Passage for review:
1. Field of the Disclosure

The present disclosure relates to voicemail to text conversion. More particularly, the present disclosure relates to a manner of improving the accuracy of a voicemail to text conversion of a user's name.

2. Background Information

A voicemail to text conversion service is a service which converts a voicemail message to text. Typically, a user's name (i.e., a called party's name) will be mentioned at least once in a voicemail message. However, a name is a difficult word for a speech engine to accurately convert to text. Thus, a user of a voicemail to text conversion service may find his or her name to be constantly misspelled in their converted text messages.

BRIEF DESCRIPTION OF THE DRAWINGS

FIG. 1 shows an example of a general computer system that includes a set of instructions for voicemail to text conversion described herein;

FIG. 2 shows an example of a system for voicemail to text conversion, according to an aspect of the present disclosure;

FIG. 3 shows an example of an algorithm performed by a voicemail platform, according to an aspect of the present disclosure; and

FIG. 4 shows an example of an algorithm performed by a speech engine, according to an aspect of the present disclosure.

DETAILED DESCRIPTION

In view of the foregoing, the present disclosure, through one or more of its various aspects, embodiments and/or specific features or sub-components, is thus intended to bring out one or more of the advantages as specifically noted below.

FIG. 1 is an illustrative embodiment of a general computer system that includes a set of instructions for performing processes as described herein. The general computer system is shown and is designated 100. The computer system 100 can include a set of instructions that can be executed to cause the computer system 100 to perform any one or more of the methods or computer based functions disclosed herein. The computer system 100 may operate as a standalone device or may be connected, for example, using a network 101, to other computer systems or peripheral devices. For example, the computer system 100 may include or be included within any one or more of the computers, servers, systems, or communication networks described herein.

In a networked deployment, the computer system may operate in the capacity of a server or as a client user computer in a server-client user network environment, or as a peer computer system in a peer-to-peer (or distributed) network environment. The computer system 100, or portions thereof, can also be implemented as or incorporated into various devices, such as a personal computer (PC), a tablet PC, a set-top box (STB), a personal digital assistant (PDA), a mobile device, a palmtop computer, a laptop computer, a desktop computer, a communications device, a wireless telephone, a personal trusted device, a web appliance, or any other machine capable of executing a set of instructions (sequential or otherwise) that specify actions to be taken by that machine. In a particular embodiment, the computer system 100 can be implemented using electronic devices that provide voice, video or data communication. Further, while a single computer system 100 is illustrated, the term “system” shall also be taken to include any collection of systems or sub-systems that individually or jointly execute a set, or multiple sets, of instructions to perform one or more computer functions.

As illustrated in FIG. 1, the computer system 100 may include a processor 110, for example, a central processing unit (CPU), a graphics processing unit (GPU), or both. Moreover, the computer system 100 can include a main memory 120 and a static memory 130 that can communicate with each other via a bus 108. As shown, the computer system 100 may further include a video display unit 150, such as a liquid crystal display (LCD), an organic light emitting diode (OLED), a flat panel display, a solid state display, or a cathode ray tube (CRT). Additionally, the computer system 100 may include an alpha-numeric input device 160, such as a keyboard, another input device (not shown), such as a remote control device having a wireless keypad, a keyboard, a microphone coupled to a speech recognition engine, a camera such as a video camera or still camera, and a cursor control device 170, such as a mouse. The computer system 100 can also include a disk drive unit 180, a signal generation device 190, such as a speaker or remote control, and a network interface device 140.

(Saved data entries)
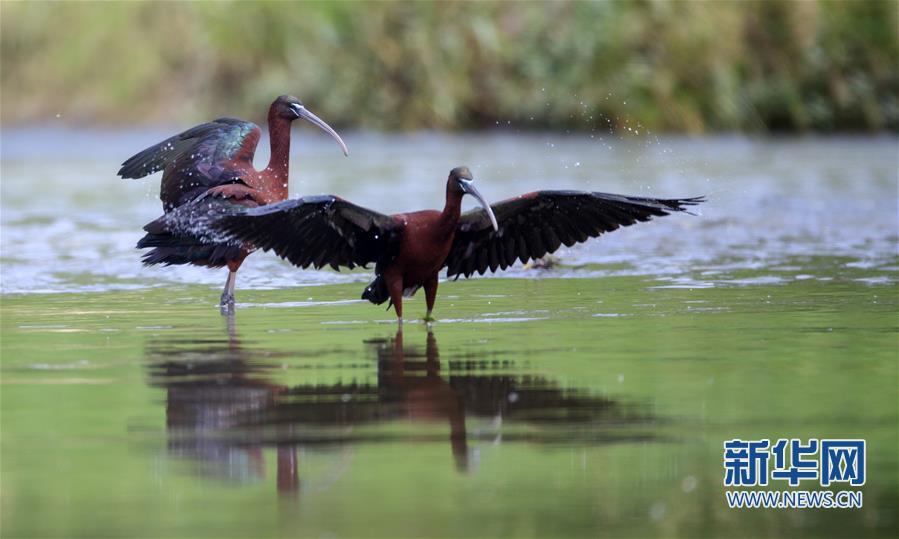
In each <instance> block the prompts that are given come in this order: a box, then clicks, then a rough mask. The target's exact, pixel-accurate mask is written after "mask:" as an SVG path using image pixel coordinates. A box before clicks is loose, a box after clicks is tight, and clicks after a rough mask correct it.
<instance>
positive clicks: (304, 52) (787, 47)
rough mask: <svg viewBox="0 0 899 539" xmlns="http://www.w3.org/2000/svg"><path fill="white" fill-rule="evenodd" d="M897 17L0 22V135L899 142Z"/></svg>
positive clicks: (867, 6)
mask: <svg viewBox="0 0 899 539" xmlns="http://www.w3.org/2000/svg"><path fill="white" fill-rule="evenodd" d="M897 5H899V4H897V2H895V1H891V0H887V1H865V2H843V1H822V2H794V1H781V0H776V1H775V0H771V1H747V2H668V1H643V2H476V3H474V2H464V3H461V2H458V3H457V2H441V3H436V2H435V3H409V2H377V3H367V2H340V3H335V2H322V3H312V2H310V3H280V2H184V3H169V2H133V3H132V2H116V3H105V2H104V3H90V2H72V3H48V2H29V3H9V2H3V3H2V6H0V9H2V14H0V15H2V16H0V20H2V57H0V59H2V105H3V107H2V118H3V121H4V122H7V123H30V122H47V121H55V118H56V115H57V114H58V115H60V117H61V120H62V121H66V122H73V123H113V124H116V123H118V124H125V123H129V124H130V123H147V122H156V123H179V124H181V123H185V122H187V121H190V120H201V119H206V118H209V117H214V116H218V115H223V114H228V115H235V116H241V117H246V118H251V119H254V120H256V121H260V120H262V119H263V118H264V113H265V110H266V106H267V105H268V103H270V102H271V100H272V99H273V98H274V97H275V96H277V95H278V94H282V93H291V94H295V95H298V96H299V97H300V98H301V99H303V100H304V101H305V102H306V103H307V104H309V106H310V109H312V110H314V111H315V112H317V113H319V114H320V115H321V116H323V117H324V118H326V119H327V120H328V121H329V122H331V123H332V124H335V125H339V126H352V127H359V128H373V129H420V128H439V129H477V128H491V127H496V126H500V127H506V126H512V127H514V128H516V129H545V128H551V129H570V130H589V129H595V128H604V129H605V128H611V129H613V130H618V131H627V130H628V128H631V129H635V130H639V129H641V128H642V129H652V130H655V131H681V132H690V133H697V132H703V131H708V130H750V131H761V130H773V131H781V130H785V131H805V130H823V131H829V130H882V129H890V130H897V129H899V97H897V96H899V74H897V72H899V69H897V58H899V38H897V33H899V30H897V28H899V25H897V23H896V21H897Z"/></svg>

==

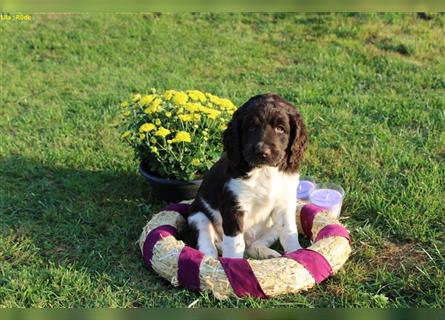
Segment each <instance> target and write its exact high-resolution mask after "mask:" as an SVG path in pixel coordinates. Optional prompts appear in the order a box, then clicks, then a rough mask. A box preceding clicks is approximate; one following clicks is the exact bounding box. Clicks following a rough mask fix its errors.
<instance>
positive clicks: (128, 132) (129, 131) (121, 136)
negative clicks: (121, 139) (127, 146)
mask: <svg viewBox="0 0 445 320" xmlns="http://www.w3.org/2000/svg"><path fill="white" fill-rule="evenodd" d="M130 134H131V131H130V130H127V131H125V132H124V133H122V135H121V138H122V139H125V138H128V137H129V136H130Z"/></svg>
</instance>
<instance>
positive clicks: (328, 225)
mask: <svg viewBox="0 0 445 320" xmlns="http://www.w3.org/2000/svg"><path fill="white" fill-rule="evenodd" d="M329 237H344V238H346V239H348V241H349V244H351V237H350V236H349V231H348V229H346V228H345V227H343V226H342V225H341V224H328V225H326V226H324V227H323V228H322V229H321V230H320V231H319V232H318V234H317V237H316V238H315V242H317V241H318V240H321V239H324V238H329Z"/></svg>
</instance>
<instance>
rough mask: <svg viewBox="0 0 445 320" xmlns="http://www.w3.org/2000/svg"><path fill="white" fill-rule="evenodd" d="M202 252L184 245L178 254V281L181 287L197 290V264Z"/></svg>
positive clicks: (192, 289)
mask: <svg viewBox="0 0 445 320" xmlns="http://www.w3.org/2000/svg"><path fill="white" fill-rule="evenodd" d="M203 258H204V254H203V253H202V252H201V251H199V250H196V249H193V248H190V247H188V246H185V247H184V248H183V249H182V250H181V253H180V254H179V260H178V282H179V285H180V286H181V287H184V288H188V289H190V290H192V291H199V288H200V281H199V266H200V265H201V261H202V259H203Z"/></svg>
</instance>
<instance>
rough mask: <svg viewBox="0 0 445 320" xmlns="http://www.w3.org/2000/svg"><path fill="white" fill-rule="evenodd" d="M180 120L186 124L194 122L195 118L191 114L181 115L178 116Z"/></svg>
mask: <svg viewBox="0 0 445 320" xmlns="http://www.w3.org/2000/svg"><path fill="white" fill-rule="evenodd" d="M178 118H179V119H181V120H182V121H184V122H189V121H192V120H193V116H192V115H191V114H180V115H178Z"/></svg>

==

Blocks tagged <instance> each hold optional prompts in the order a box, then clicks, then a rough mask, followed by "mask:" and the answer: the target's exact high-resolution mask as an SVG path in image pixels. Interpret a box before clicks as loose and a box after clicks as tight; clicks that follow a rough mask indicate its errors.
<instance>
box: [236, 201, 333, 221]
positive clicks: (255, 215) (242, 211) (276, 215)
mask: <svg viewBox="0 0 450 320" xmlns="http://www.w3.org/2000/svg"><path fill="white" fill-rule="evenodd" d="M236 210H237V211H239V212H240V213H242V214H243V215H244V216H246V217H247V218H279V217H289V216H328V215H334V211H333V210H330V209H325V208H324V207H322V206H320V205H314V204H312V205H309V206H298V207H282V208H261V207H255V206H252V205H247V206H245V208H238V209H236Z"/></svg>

Prompt 1:
In the voicemail-to-text passage, what does FIG. 4 show?
Prompt 2:
Filter the records down to every line containing the string "high", with case counting. Copy each such line.

Worked solution 1:
An example of an algorithm performed by a speech engine.

Worked solution 2:
Segment each <instance> target and write its exact high-resolution mask after "mask:" as an SVG path in pixel coordinates. Optional prompts appear in the order a box, then clicks, then a rough mask. A box preceding clicks is approximate; one following clicks is the exact bounding box. Clicks following a rough mask fix its errors.
Blocks tagged <instance> each hold optional prompts in the order a box, then clicks, then a rough mask, followed by "mask:" and the answer: the target's exact high-resolution mask as an SVG path in image pixels. Interpret a box before clicks as loose and a box after clicks as tight; clicks that follow a rough mask indicate its errors.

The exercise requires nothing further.